== Passage extrait ==
▬▬▬
PEUGEOT 505 TURBO INJECTION – Les griffes du lion.

Au moment où elle fait son apparition, en 1979, la Peugeot 505 n’affiche encore aucune véritable ambition en matière de sport ni même de prestige. Sa mission première et essentielle étant d’assurer (en tout cas, à terme) la succession de la vieillissante 504 (laquelle affiche alors déjà onze années de bons et loyaux services au compteur, même si sa production ne cessera, tout du moins en France, qu’en 1983).

Lors de son lancement, elle n’est donc proposée qu’avec des motorisations tout ce qu’il y a de plus placide, aussi bien s’agissant des versions essence que de celles roulant au gazole. Il est vrai qu’en cette année 79 qui vient de voir éclater un nouveau et second choc pétrolier (conséquence de la révolution iranienne, six ans après le premier, qui, lui, avait été causée par la guerre du Kippour), l’heure n’est pas vraiment à l’euphorie au sein des constructeurs français, que ce soit du côté de PSA (Citroën, Peugeot et Simca/Talbot) que de Renault. De prime abord, le paysage automobile française, dans son ensemble, étant à l’image de l’économie française : elle fait clairement grise mine. Une sorte de « gueule de bois » ou, tout du moins, de morosité nettement perceptible qui n’incite donc pas vraiment ni les chevrons, ni le lion ou le losange à verser dans la frivolité ou la gaudriole.

Même si un examen un peu plus attentif des gammes des différents constructeurs montre que ceux-ci sont, pourtant, bien décidés à refuser la fatalité et apporter une dose (certes subtile, surtout en termes de quantité, mais, néanmoins, bien présente) d’épices en tous genres afin de pimenter quelque peu le quotidien des automobilistes français.
▬▬▬
== Données fournies ==
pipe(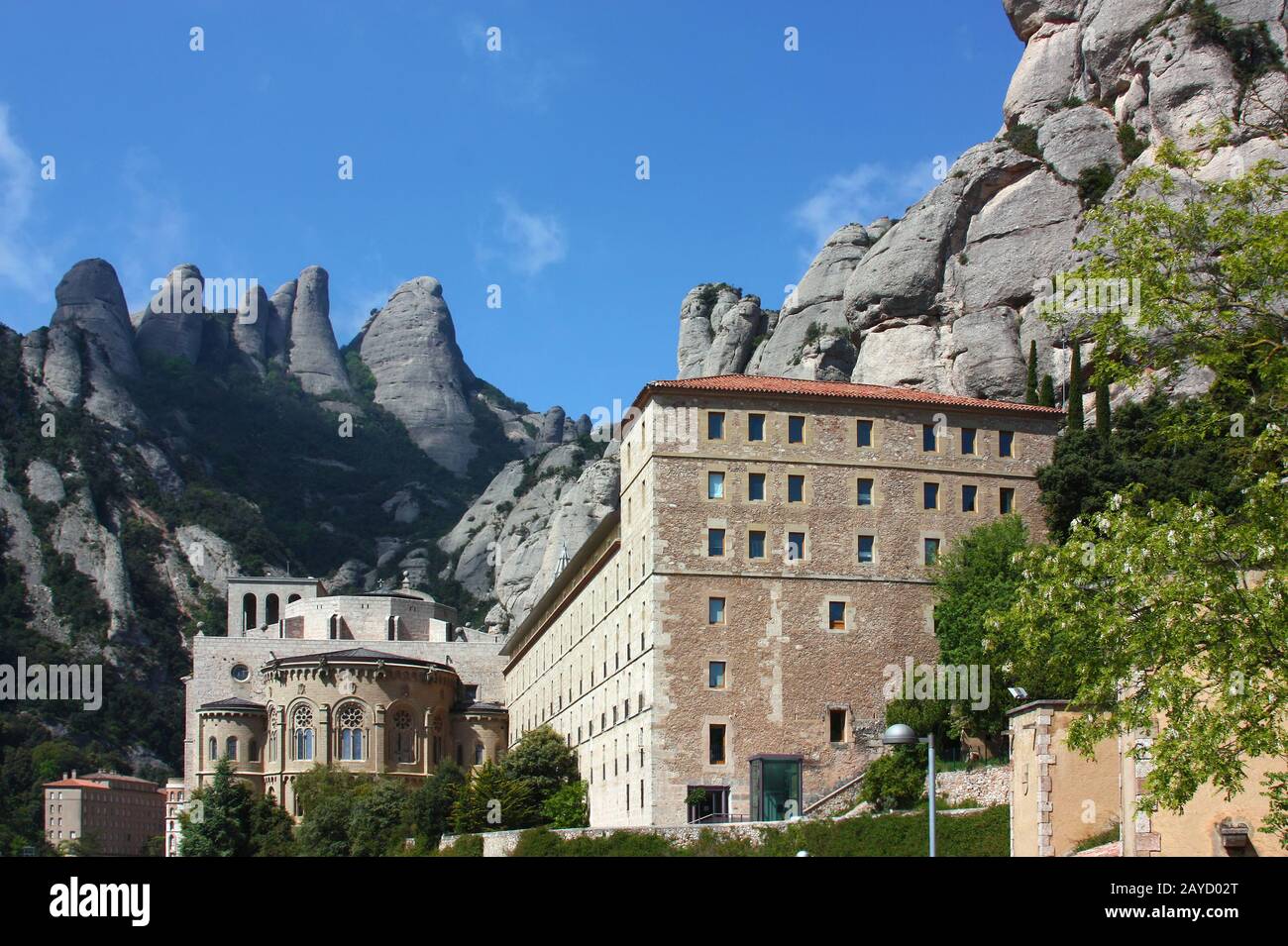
▬▬▬
== Consignes ==
Poursuivez le texte sur la Peugeot 505 Turbo Injection à partir de sa dernière phrase.

== Réponse à la consigne ==
Un exemple assez illustratif étant sans doute la (très) bodybuildée R5 Turbo, conçue pour aller truster les podiums en compétition. Ainsi, l’automobiliste lambda de Belleville ou Cergy-Pontoise sait (ou, en tout cas, pressent) fort bien qu’il n’aura jamais la possibilité d’en conduire (ou, plutôt, d’en piloter) une (faute de moyens, mais aussi faute d’avoir le talent de pilote de Jean Ragnotti). Ce dont il se console, toutefois, en se disant (ou, tout du moins, en étant convaincu) que sa brave R5 TL (ou Alpine, s’il a un tant soit peu de chances ainsi que des économies assez importantes) en est un peu la (lointaine) cousine.

A Sochaux, fief historique de la marque au lion, là aussi, les dirigeants ont bien conscience que ce sont les « plébéiennes » (et parfois anémiques) versions essence et surtout Diesel (la flambée des prix du pétrole contribuant largement à convertir la clientèle française aux « bénéfices » du gazole) qui assure leur « pain quotidien ». Ce qui ne les empêche toutefois pas de nourrir certaines ambitions et de vouloir ainsi se doter d’un modèle qui puisse reprendre le rôle de « porte-drapeau » de la gamme Peugeot. Tant il est vrai qu’au vu de ses chiffres de vente assez décevants, le modèle haut de gamme de celle-ci, la 604, ne semble plus vraiment pouvoir prétendre avoir encore la légitimité nécessaire pour continuer à assurer celui-ci.

La direction du groupe PSA grince de plus en plus les dents et fronce, également, de plus en plus les sourcils en voyant ceux qui, au sein du public français, disposent encore de ressources financières un tant soit peu substantielles priser, de plus en plus ouvertement, les berlines allemandes. D’aucuns, au sein de l’état-major de PSA, voient donc quasiment, à certains égards, comme une sorte de « devoir national » de concevoir et lancer un nouveau vaisseau amiral arborant fièrement le logo du lion. L’heure étant toutefois au serrage de la ceinture, il n’est donc, d’emblée, pas question de partir d’une feuille blanche et donc de créer un modèle entièrement nouveau.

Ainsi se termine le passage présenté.